TRECHO SELECIONADO =
============

Raramente abordado por nossos sociólogos e historiadores, o fenômeno das sinhás pretas, ricas de joias e senhoras de escravos, revela que, no Brasil escravista, havia inúmeros arranjos possíveis entre a liberdade e o cativeiro. Luciano Trigo para a Gazeta do Povo:
Na
contracorrente da narrativa identitária à qual aderiram em massa os
progressistas “do bem” e a comunidade acadêmica da universidade com
partido, o antropólogo baiano Antonio Risério vem demonstrando, livro
após livro, a sua independência e integridade como intelectual e
pesquisador. Em 2019, ele lançou "Sobre o relativismo pós-moderno e a
fantasia fascista da esquerda identitária", fazendo críticas severas a
movimentos de minoria que, traindo bandeiras em sua origem legítimas, se
converteram em juízes e algozes implacáveis, que atacam e desqualificam
qualquer forma de pensamento divergente.

============

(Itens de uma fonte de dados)
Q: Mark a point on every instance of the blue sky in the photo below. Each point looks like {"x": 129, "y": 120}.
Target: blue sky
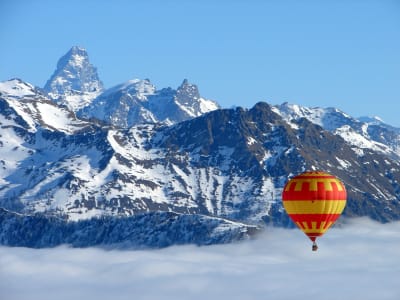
{"x": 337, "y": 53}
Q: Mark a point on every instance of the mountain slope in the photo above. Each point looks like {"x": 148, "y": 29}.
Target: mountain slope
{"x": 227, "y": 163}
{"x": 75, "y": 82}
{"x": 138, "y": 101}
{"x": 361, "y": 133}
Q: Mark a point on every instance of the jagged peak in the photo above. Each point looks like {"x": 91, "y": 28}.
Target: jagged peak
{"x": 74, "y": 74}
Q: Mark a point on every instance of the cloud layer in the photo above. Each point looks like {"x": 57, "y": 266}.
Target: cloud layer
{"x": 361, "y": 260}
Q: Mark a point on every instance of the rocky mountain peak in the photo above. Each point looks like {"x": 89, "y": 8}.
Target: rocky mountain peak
{"x": 75, "y": 81}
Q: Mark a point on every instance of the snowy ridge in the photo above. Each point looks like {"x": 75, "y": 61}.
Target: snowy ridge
{"x": 75, "y": 82}
{"x": 362, "y": 133}
{"x": 36, "y": 110}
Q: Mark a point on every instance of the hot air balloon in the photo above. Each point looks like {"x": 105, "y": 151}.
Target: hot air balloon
{"x": 314, "y": 201}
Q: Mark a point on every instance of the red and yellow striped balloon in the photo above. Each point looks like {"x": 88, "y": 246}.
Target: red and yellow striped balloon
{"x": 314, "y": 201}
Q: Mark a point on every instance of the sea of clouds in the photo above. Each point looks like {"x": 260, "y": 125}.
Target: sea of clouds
{"x": 359, "y": 260}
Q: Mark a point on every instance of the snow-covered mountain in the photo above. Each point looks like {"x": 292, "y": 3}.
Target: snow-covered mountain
{"x": 75, "y": 82}
{"x": 25, "y": 106}
{"x": 138, "y": 101}
{"x": 362, "y": 133}
{"x": 170, "y": 166}
{"x": 228, "y": 163}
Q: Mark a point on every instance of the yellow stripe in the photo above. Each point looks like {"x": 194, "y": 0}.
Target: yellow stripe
{"x": 314, "y": 184}
{"x": 315, "y": 228}
{"x": 314, "y": 207}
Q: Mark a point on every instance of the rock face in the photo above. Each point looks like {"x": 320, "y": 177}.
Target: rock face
{"x": 170, "y": 167}
{"x": 138, "y": 101}
{"x": 151, "y": 230}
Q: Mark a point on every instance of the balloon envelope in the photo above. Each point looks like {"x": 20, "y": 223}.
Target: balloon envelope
{"x": 314, "y": 201}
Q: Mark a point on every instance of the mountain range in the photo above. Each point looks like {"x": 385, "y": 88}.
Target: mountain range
{"x": 79, "y": 162}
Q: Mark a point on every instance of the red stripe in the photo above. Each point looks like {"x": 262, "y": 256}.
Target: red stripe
{"x": 314, "y": 218}
{"x": 305, "y": 194}
{"x": 327, "y": 176}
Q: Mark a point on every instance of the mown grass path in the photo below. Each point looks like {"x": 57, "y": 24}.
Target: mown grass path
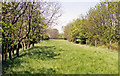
{"x": 63, "y": 57}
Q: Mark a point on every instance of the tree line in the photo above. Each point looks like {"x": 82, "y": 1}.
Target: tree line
{"x": 25, "y": 23}
{"x": 99, "y": 27}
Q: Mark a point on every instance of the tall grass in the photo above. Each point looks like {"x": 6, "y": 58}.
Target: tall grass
{"x": 63, "y": 57}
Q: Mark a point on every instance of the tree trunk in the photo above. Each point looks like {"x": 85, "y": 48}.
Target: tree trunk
{"x": 26, "y": 45}
{"x": 33, "y": 44}
{"x": 86, "y": 41}
{"x": 110, "y": 44}
{"x": 10, "y": 57}
{"x": 13, "y": 50}
{"x": 17, "y": 53}
{"x": 5, "y": 53}
{"x": 95, "y": 43}
{"x": 22, "y": 46}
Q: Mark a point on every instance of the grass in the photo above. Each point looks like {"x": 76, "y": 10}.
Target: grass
{"x": 63, "y": 57}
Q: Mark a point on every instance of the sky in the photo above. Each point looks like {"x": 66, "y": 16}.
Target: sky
{"x": 71, "y": 10}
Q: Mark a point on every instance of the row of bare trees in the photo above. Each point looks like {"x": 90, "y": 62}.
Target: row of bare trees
{"x": 24, "y": 23}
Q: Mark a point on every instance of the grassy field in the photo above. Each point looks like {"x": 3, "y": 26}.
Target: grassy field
{"x": 63, "y": 57}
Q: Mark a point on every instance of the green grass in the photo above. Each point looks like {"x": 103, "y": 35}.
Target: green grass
{"x": 63, "y": 57}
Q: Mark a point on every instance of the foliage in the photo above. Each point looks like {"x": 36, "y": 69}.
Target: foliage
{"x": 24, "y": 23}
{"x": 98, "y": 27}
{"x": 63, "y": 57}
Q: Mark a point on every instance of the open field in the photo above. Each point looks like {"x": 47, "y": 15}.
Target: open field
{"x": 63, "y": 57}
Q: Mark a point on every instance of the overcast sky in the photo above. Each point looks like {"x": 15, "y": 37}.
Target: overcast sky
{"x": 72, "y": 9}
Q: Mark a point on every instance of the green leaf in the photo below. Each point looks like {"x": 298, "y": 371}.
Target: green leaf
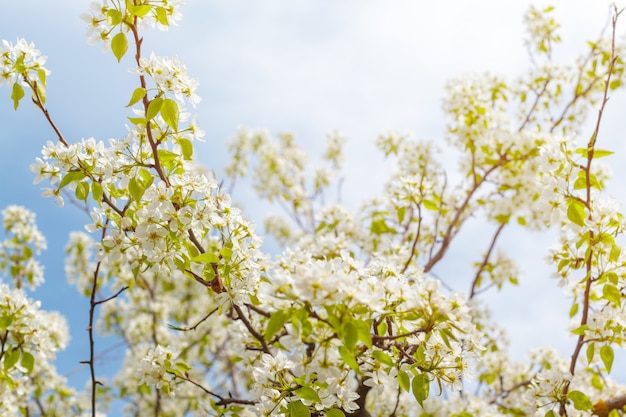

============

Retome o trecho sobre as sinhás pretas e a obra de Antonio Risério logo após a última frase apresentada e dê continuidade ao texto.

Ao
se tornar excludente, em vez de inclusivo, demonstrou Risério, o
identitarismo ignora a complexidade da sociedade brasileira e se mostra
incapaz de enxergar além dos clichês do cercadinho ideológico de certa
esquerda. Um desses clichês reduz a História da escravidão à ação de
europeus brancos, que teriam inaugurado essa prática medonha ao
escravizar africanos livres. Não foi assim: séculos antes da chegada dos
europeus, muçulmanos escravizaram cristãos, árabes escravizaram
africanos, e negros escravizaram negros, como aliás afirma o historiador
franco-senegalês Tidiane n’Diaye no livro “O genocídio ocultado –
Investigação histórica sobre o tráfico negreiro árabe-muçulmano”,
resenhado aqui.
O
horror da escravidão nunca foi exclusividade de determinado grupo
submetendo outro grupo. Mesmo entre nós, ele não se limitou ao
esquematismo bipartite convencional. “A escravidão não só existiu em
África desde tempos imemoriais como foi lá onde a instituição mais durou
(e não no Brasil, como se costuma dizer), chegando ao século 20”,
lembra Risério. É uma verdade inconveniente nos dias atuais, quando está
na moda apagar o passado e reescrevê-lo seletivamente, de forma a
atender aos interesses de uma agenda. Pois é o que se vem ensinado nas
escolas: a escravidão foi exclusivamente praticada por brancos europeus –
e por causa disso todos as pessoas brancas têm hoje uma dívida
histórica a saldar.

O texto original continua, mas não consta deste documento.